What you should do: Give only the number of lines below that contain the word "frame".

Provided entries:

● ● ●

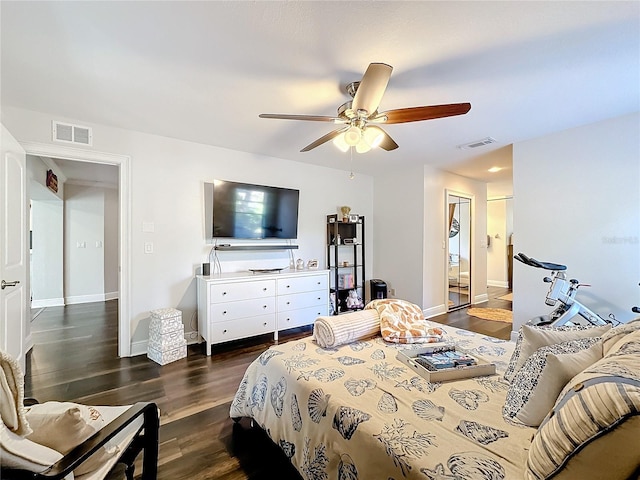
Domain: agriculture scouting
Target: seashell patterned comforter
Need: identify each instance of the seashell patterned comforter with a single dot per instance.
(356, 412)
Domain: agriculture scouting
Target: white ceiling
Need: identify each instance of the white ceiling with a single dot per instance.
(203, 71)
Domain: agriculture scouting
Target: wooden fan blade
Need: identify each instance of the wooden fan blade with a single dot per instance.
(312, 118)
(387, 142)
(416, 114)
(323, 139)
(372, 87)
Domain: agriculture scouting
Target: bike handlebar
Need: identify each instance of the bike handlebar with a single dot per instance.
(532, 262)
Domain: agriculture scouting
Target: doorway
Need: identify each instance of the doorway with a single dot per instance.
(458, 249)
(124, 229)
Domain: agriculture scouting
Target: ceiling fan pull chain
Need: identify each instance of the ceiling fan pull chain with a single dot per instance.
(351, 174)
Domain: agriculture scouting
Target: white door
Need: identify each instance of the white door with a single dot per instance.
(14, 264)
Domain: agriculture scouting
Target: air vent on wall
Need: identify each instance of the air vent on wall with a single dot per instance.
(67, 133)
(477, 143)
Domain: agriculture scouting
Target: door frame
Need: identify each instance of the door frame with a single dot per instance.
(472, 253)
(124, 212)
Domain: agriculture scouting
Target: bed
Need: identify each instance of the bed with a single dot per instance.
(562, 400)
(355, 411)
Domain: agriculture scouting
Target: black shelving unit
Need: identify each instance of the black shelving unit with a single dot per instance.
(345, 260)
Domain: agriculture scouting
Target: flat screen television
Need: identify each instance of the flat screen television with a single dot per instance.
(248, 211)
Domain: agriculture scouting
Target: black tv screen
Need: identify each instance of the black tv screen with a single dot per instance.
(247, 211)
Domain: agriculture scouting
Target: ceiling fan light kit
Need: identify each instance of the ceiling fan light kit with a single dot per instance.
(363, 109)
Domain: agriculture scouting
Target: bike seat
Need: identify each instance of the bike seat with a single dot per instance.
(532, 262)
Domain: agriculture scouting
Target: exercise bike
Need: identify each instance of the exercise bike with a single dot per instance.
(562, 294)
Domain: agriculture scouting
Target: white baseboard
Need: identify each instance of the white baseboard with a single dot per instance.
(139, 347)
(47, 302)
(481, 298)
(97, 297)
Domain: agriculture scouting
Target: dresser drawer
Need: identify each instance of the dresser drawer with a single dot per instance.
(301, 284)
(220, 312)
(301, 300)
(245, 327)
(231, 292)
(300, 317)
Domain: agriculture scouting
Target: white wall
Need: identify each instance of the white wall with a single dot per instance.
(577, 202)
(84, 244)
(410, 231)
(398, 230)
(47, 251)
(167, 178)
(499, 231)
(46, 262)
(111, 224)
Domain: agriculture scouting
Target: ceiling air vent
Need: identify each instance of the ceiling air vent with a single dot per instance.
(477, 143)
(67, 133)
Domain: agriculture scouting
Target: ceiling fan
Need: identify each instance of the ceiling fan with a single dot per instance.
(360, 117)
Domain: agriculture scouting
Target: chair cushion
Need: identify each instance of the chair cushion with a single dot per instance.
(534, 391)
(98, 466)
(531, 338)
(21, 453)
(63, 425)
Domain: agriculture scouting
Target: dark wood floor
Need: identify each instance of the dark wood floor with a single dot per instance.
(74, 358)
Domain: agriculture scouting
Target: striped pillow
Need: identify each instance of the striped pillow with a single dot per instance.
(596, 417)
(535, 389)
(334, 330)
(531, 338)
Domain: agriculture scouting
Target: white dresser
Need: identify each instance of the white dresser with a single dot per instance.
(239, 305)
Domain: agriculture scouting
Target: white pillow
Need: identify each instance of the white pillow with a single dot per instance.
(63, 425)
(531, 338)
(19, 452)
(534, 390)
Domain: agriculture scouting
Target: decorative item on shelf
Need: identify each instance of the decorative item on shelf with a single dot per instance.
(345, 209)
(345, 280)
(333, 306)
(354, 302)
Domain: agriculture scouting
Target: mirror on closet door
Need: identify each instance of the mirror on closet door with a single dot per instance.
(458, 243)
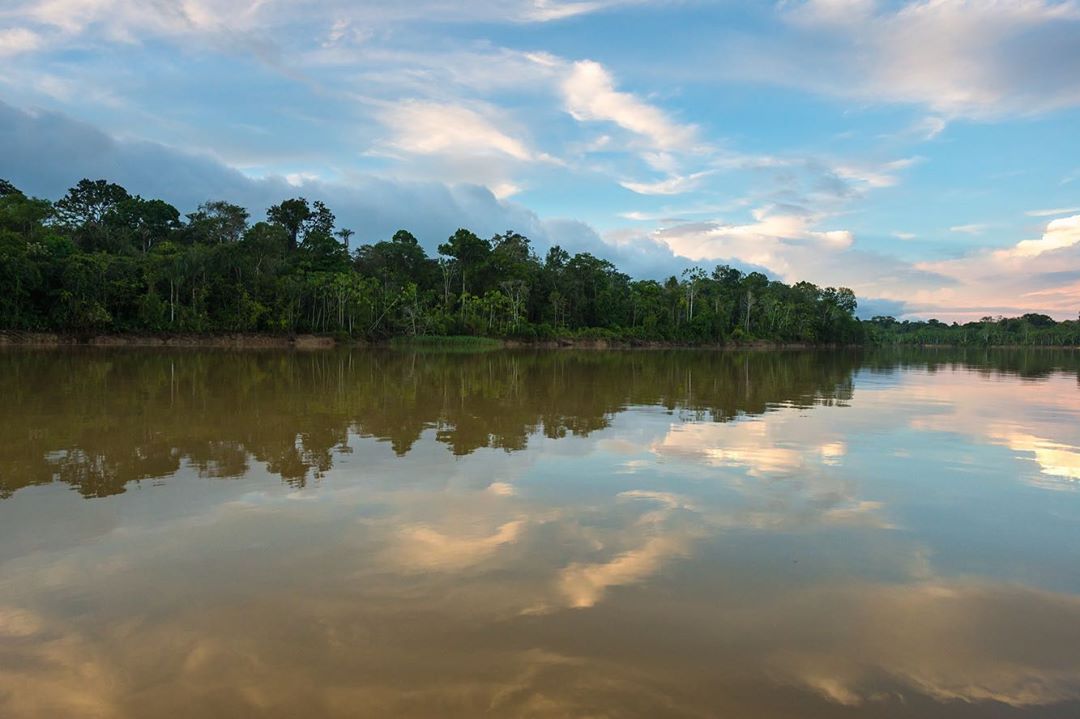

● ● ●

In response: 2